Task directions: Make a verbatim copy of all the records. Skip every image.

Image-grounded pointing data:
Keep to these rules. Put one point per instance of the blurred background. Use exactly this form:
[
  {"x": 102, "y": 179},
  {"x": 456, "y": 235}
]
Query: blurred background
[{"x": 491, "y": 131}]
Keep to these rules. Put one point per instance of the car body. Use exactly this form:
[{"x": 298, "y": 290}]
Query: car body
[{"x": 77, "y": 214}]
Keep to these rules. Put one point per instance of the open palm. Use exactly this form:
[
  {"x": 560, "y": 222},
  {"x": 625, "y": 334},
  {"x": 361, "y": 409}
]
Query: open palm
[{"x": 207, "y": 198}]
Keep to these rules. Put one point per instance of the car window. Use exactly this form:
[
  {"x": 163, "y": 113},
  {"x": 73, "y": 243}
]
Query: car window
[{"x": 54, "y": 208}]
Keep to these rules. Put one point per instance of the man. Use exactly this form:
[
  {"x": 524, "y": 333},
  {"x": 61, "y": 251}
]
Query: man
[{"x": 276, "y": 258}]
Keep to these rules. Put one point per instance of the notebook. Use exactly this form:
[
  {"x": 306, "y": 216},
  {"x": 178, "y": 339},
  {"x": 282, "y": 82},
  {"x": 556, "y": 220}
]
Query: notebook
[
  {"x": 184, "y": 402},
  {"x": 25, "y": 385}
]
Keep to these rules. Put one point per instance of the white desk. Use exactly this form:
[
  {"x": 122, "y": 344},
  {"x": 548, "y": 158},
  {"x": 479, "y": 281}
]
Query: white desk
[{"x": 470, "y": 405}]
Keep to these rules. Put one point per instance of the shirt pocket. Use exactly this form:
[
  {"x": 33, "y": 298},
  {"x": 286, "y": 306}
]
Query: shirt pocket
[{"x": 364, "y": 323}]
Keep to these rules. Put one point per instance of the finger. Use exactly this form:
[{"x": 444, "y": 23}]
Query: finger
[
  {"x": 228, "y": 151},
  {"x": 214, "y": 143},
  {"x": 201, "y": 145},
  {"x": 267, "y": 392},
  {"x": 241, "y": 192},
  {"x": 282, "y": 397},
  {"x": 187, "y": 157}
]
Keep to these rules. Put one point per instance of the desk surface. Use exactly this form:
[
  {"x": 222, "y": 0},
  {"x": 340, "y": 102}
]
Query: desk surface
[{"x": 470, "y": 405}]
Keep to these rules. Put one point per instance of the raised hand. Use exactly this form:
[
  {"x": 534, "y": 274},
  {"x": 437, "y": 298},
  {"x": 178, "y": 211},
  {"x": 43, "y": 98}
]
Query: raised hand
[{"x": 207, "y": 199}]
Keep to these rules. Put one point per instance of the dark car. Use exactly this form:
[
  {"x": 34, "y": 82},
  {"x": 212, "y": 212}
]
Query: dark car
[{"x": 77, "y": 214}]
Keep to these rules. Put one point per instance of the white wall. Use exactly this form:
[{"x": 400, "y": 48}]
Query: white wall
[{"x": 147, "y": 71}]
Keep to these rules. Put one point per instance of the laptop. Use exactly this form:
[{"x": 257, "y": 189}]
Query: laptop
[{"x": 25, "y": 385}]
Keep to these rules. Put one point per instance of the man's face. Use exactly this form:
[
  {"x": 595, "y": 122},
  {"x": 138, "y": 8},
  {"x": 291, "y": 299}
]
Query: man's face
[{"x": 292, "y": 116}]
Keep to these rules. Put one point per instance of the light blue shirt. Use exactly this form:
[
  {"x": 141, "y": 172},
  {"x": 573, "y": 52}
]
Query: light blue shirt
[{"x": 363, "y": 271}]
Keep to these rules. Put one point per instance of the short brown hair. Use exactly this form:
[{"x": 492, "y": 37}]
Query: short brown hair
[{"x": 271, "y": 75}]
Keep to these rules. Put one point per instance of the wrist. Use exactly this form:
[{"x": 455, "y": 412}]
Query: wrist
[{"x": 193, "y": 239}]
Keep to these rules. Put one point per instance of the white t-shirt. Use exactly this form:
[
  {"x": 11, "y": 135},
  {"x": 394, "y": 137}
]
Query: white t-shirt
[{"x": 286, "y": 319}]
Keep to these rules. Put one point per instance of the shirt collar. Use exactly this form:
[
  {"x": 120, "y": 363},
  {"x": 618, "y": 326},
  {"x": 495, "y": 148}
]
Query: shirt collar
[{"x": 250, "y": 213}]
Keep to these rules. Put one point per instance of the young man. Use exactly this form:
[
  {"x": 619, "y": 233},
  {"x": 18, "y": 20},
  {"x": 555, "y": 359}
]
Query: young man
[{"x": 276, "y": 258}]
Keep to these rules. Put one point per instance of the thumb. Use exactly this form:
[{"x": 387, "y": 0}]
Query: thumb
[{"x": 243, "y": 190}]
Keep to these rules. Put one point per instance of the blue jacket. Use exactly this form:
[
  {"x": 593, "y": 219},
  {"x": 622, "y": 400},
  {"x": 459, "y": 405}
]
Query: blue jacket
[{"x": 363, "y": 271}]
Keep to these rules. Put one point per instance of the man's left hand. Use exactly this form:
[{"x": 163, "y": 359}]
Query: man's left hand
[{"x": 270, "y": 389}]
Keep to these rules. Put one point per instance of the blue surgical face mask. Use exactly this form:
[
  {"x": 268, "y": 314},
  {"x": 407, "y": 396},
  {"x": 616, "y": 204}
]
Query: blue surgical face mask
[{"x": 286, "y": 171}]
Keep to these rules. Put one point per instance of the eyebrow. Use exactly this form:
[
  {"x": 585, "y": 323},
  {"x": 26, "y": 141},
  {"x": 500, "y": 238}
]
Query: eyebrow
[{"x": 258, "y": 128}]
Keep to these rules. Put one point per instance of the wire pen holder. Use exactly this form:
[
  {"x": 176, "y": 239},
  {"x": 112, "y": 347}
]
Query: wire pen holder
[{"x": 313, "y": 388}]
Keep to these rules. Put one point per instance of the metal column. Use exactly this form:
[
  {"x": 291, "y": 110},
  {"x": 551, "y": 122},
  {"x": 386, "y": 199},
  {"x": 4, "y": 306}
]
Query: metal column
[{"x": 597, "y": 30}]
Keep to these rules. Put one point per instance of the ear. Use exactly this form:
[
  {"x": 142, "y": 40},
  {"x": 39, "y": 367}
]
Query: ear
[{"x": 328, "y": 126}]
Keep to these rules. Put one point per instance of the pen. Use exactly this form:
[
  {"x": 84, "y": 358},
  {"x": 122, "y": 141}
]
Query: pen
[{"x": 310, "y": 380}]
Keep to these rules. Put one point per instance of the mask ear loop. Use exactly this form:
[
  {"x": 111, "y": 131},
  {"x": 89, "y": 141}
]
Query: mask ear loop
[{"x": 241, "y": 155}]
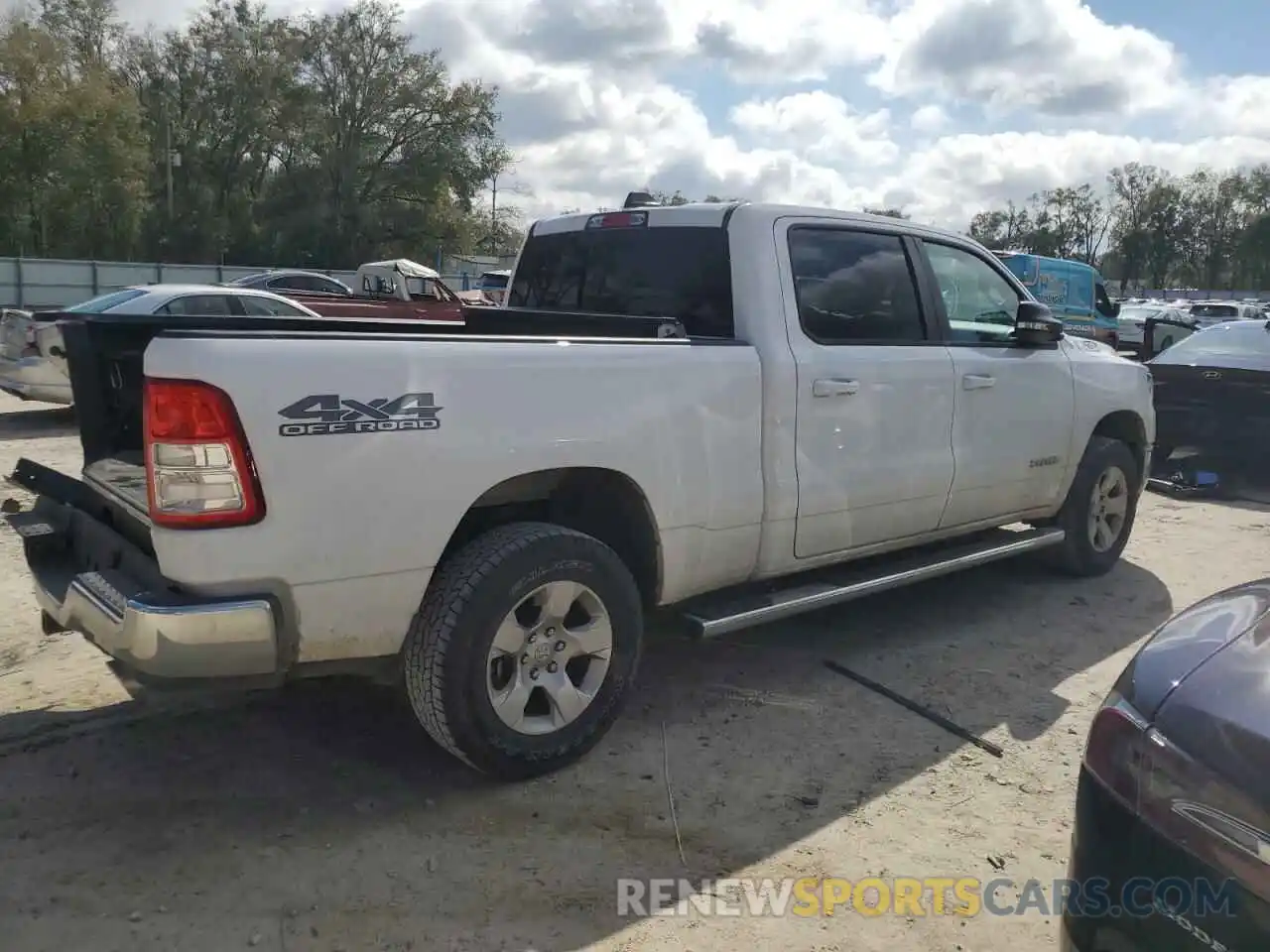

Result for this task:
Keep to these rules. Put one point per instance of the blurred background. Use exactly this form:
[
  {"x": 102, "y": 179},
  {"x": 456, "y": 235}
]
Query: blurred background
[{"x": 491, "y": 131}]
Keep to these rules. Put one point per instance of the car body. Use exactly this form:
[{"x": 298, "y": 290}]
Query: car body
[{"x": 77, "y": 214}]
Keep to these rules. Put one point per instance of the open palm. Use exactly this form:
[
  {"x": 560, "y": 222},
  {"x": 625, "y": 334},
  {"x": 361, "y": 409}
]
Query: open palm
[{"x": 207, "y": 198}]
Keep to these rules. Put one point per instance of the car window. Use exactly this form:
[
  {"x": 163, "y": 113},
  {"x": 73, "y": 243}
]
Query: car window
[{"x": 54, "y": 208}]
Keep to these rules. Put one point per instance of the man. Use exactly this form:
[
  {"x": 524, "y": 333},
  {"x": 61, "y": 251}
]
Query: man
[{"x": 276, "y": 258}]
Keep to these rules. Put one point per instance of the notebook. Use exactly this form:
[
  {"x": 306, "y": 216},
  {"x": 178, "y": 339},
  {"x": 282, "y": 82},
  {"x": 556, "y": 220}
]
Query: notebook
[
  {"x": 184, "y": 402},
  {"x": 25, "y": 385}
]
Keep to these rules. Put one point per instance of the white desk. Use exactly this form:
[
  {"x": 122, "y": 344},
  {"x": 548, "y": 158},
  {"x": 479, "y": 281}
]
Query: white desk
[{"x": 470, "y": 405}]
Keep to these rules. Put one point per instance of the shirt pocket. Use exactly this form:
[
  {"x": 33, "y": 298},
  {"x": 286, "y": 306}
]
Query: shirt pocket
[{"x": 364, "y": 323}]
Keep to these rules. Put one point per instance of the finger. Use exactly this form:
[{"x": 444, "y": 23}]
Query: finger
[
  {"x": 228, "y": 151},
  {"x": 214, "y": 143},
  {"x": 201, "y": 145},
  {"x": 267, "y": 392},
  {"x": 241, "y": 192},
  {"x": 282, "y": 397},
  {"x": 187, "y": 157}
]
Keep to these rules. Put one point per instance of the desk surface. Use exactly this form:
[
  {"x": 222, "y": 0},
  {"x": 340, "y": 102}
]
Query: desk surface
[{"x": 470, "y": 405}]
Keep to these rules. Put one point per instance of the raised hand. Use exactly this form:
[
  {"x": 534, "y": 274},
  {"x": 437, "y": 298},
  {"x": 178, "y": 211},
  {"x": 43, "y": 98}
]
Query: raised hand
[{"x": 207, "y": 199}]
Keep to these rules. Put one point per instance of the dark car. Use exactly this form:
[
  {"x": 34, "y": 82},
  {"x": 212, "y": 212}
]
Query: dark car
[{"x": 77, "y": 214}]
Keep to these rules. Put one point per instance of the white wall. Use exactly this form:
[{"x": 400, "y": 48}]
Query: white wall
[{"x": 147, "y": 71}]
Keep to these rules. Put one point per instance of the laptop. Use exactly this form:
[{"x": 257, "y": 189}]
Query: laptop
[{"x": 25, "y": 385}]
Keep to these rules. Put one point per instance of the man's face. Use exactly this form:
[
  {"x": 595, "y": 122},
  {"x": 138, "y": 8},
  {"x": 291, "y": 299}
]
Query: man's face
[{"x": 292, "y": 116}]
Keep to these rules. Put one point per instance of the light blue shirt. Use exactly this form:
[
  {"x": 141, "y": 172},
  {"x": 573, "y": 52}
]
Query: light blue shirt
[{"x": 363, "y": 271}]
Keep to these rules. Put one point per instance of the short brown hair. Use exactly this form:
[{"x": 492, "y": 37}]
Query: short brown hair
[{"x": 271, "y": 75}]
Keep to these rules. Put one point per instance of the wrist. Use exactly this form:
[{"x": 455, "y": 412}]
Query: wrist
[{"x": 193, "y": 239}]
Keep to these rules. Put one point per instance of the white t-shirt. Use exactly this form:
[
  {"x": 11, "y": 135},
  {"x": 394, "y": 137}
]
Query: white t-shirt
[{"x": 286, "y": 319}]
Keep to these rules. Put one point per instance of the shirt collar. Use exactly this form:
[
  {"x": 120, "y": 363},
  {"x": 618, "y": 326},
  {"x": 495, "y": 148}
]
Query: shirt collar
[{"x": 250, "y": 213}]
Keep to these rules. Put one point per instance of the young man. Use exactly this form:
[
  {"x": 619, "y": 233},
  {"x": 18, "y": 20},
  {"x": 555, "y": 359}
]
Query: young man
[{"x": 276, "y": 258}]
Keep to these rules. Put one point per instance of the thumb. Use exactly this form:
[{"x": 387, "y": 0}]
Query: thumb
[{"x": 243, "y": 190}]
Keep to these rules. Put one point per instance of the blue jacket. Use exactly this form:
[
  {"x": 593, "y": 219},
  {"x": 622, "y": 400},
  {"x": 459, "y": 405}
]
Query: blue jacket
[{"x": 363, "y": 271}]
Keep to these rules. Put one point per instance of the man's left hand. Use exactly this form:
[{"x": 163, "y": 359}]
Query: man's left hand
[{"x": 270, "y": 389}]
Keep to these rules. Put one point per instance of the blue surgical face mask. Use exactly this form:
[
  {"x": 268, "y": 314},
  {"x": 407, "y": 396},
  {"x": 616, "y": 204}
]
Query: blue surgical face mask
[{"x": 286, "y": 171}]
Keep to these rules. Put one point per instance of the eyebrow. Use exactly this form:
[
  {"x": 585, "y": 323},
  {"x": 26, "y": 141},
  {"x": 500, "y": 238}
]
Query: eyebrow
[{"x": 258, "y": 128}]
Keep to these rules. Put one point per instance of the wire pen holder. Use exactly this form:
[
  {"x": 176, "y": 239},
  {"x": 112, "y": 347}
]
Query: wire pen holder
[{"x": 313, "y": 388}]
Keep to these rules. Put one point per instance of the metal column. Use exactly this form:
[
  {"x": 291, "y": 110},
  {"x": 551, "y": 122},
  {"x": 386, "y": 199},
  {"x": 4, "y": 306}
]
Query: metal column
[{"x": 597, "y": 30}]
Keep to these rules. Put one point per instance of the ear. Use exactly this form:
[
  {"x": 142, "y": 40},
  {"x": 39, "y": 367}
]
Query: ear
[{"x": 328, "y": 126}]
Keep to these rules. Put one point per instance of the pen. Use exactly this form:
[
  {"x": 84, "y": 358},
  {"x": 122, "y": 141}
]
Query: pen
[{"x": 310, "y": 380}]
Keep to these rules. Put one point per instance of the mask ear loop. Use exactly this form:
[
  {"x": 111, "y": 131},
  {"x": 89, "y": 141}
]
Query: mask ear loop
[{"x": 241, "y": 155}]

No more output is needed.